Passage provided:
Any easy way to do monad transformation in Elm?

I was working with elm-test lately and had to do something similar to monad transformation while building generators for my property tests. It looks like this:

fields : List (Generator String)

combinedFields : Generator (List String)
combinedFields = List.foldr (\x acc -> Random.andMap acc ( (::) x)) (Random.constant []) fields

As you can see, it transforms List (Generator String) to Generator (List String), and the code is a disastrous mess. I think there must be a better way to do this kind of thing - can someone tell me how to do that?

combine : List (Generator a) -> Generator (List a)
combine generators =
    List.foldr (Random.map2 (::))
        (Random.constant [])

I don’t think this is a disastrous mess. It’s explicit and only works for Generators and Lists, but that’s pretty typical in Elm: write the code you need. That said, I’m fairly certain that packages which already define a Random.andMap will typically also have a combine. For example

Random.Pcg doesn’t appear to come with that included, however a similar random-extra package exists that does offer that function.

Tasks and exercises:
[A] Shorten the paragraph of the Elm forum thread that begins "As you can see, it transforms", keeping its main facts.
[B] Write the next part of the Elm forum thread, starting after its final sentence.

Supplied information:
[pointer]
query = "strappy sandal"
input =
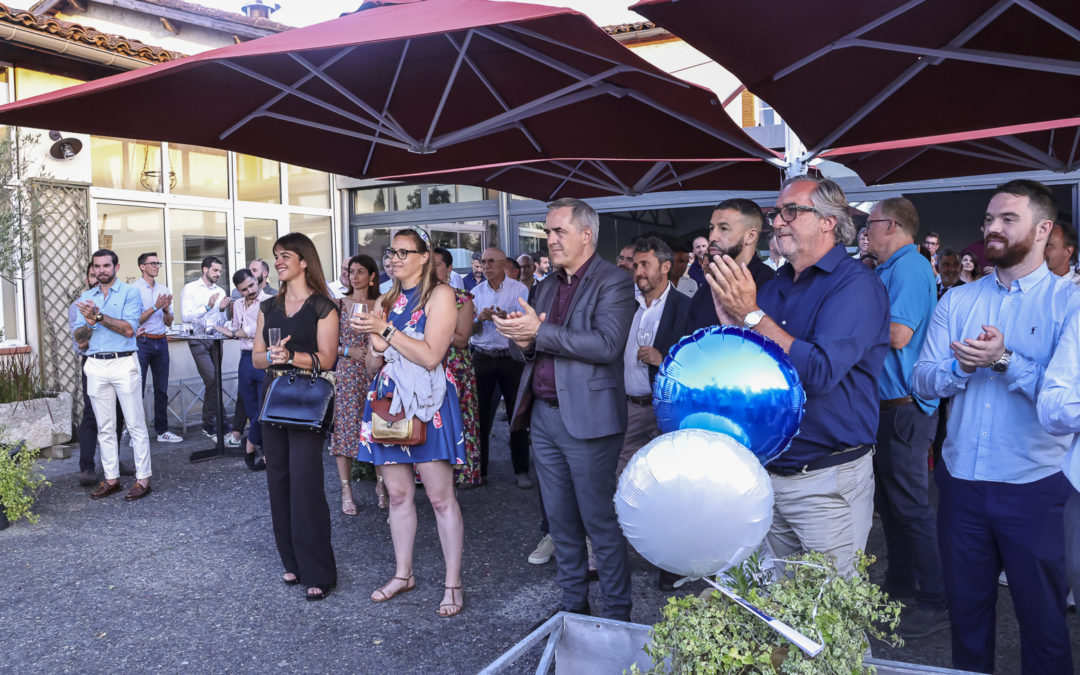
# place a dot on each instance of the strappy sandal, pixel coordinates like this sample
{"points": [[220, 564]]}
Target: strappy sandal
{"points": [[380, 491], [455, 607], [348, 505], [409, 584]]}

Exercise results:
[A] The code turns List (Generator String) into Generator (List String), but it is badly messy, so the writer asks how to do this more cleanly.

[B]
Given the above function, whether you define it yourself or get it from a package, your example becomes this: combinedFields = combine fields

I think the takeaway it that composing more complex definitions out of simpler ones leads to more reusability and more maintainable code. This might not answer the question in the topic, but I do feel like it offers a decent answer to the question in the post itself: how do I combine a list of generators into a generator for a list.


We’re really big on avoiding the XY problem, so I think the best way to pursue a better way to write these generators would be to look at the generators themselves.

Could you post the code for some of the generators? (As in, some of the logic which is currently calling combinedFields.)

There’s also Task.sequence you can look at for a recursive implementation.

I’ve looked into a few combine functions as per your suggestion and they all seem to use similar pattern. I was hoping for something that looks less daunting because I would have to explain how that function works to someone with zero experience in functional programming, but I guess it will have to do. Thank you very much.

You are somewhat correct in this being a case of XY problem. I was generating Json.Encode.Value for a dictionary of records to test a Json.Decode.Decoder and the generator was like 40 lines long, so in the end I scrapped the entire section for a simpler approach and it works great. By the time I was asking this question, I was genuinely curious about how to express monadic transformation in a simpler way.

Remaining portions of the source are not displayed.